Dataset excerpt
◇ ◇ ◇

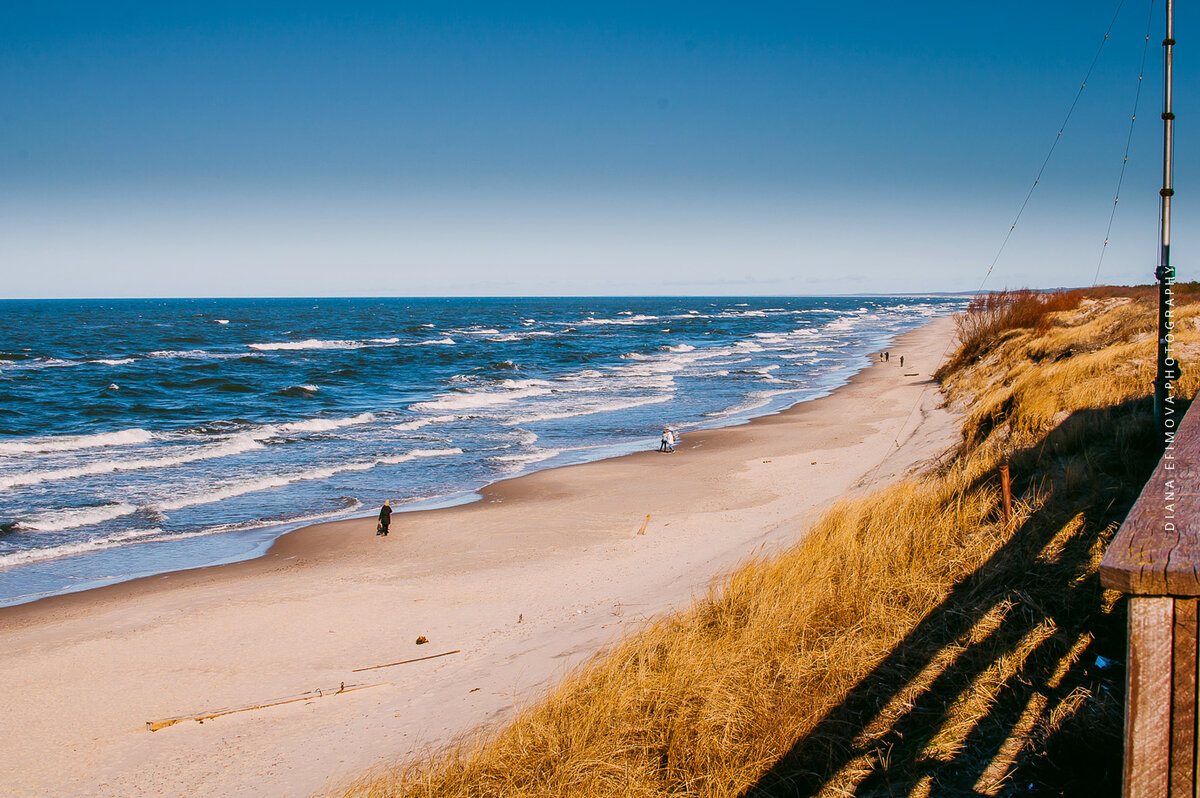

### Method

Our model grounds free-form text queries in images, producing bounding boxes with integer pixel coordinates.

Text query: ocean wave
[0,527,169,569]
[0,358,75,371]
[0,434,263,490]
[488,449,562,473]
[250,410,376,440]
[246,338,366,352]
[409,388,550,412]
[391,415,472,432]
[0,427,155,455]
[275,385,320,398]
[156,449,462,512]
[276,413,376,432]
[16,502,138,532]
[504,395,674,425]
[568,313,660,326]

◇ ◇ ◇

## Exercise details
Rewrite the lines above, substituting "breaking wave" for "ocean wave" and keeping everything else as it is. Leave the picture out of the answer.

## Written response
### Method

Our model grounds free-form text queries in images, producing bounding boxes with integer pixel coordinates.

Text query: breaking wave
[0,527,169,569]
[0,358,75,371]
[0,434,263,490]
[488,449,562,473]
[250,410,376,440]
[246,338,366,352]
[409,388,550,412]
[391,415,472,432]
[0,427,155,455]
[275,385,320,398]
[156,449,462,512]
[276,413,376,432]
[16,502,138,532]
[504,395,674,425]
[568,313,660,326]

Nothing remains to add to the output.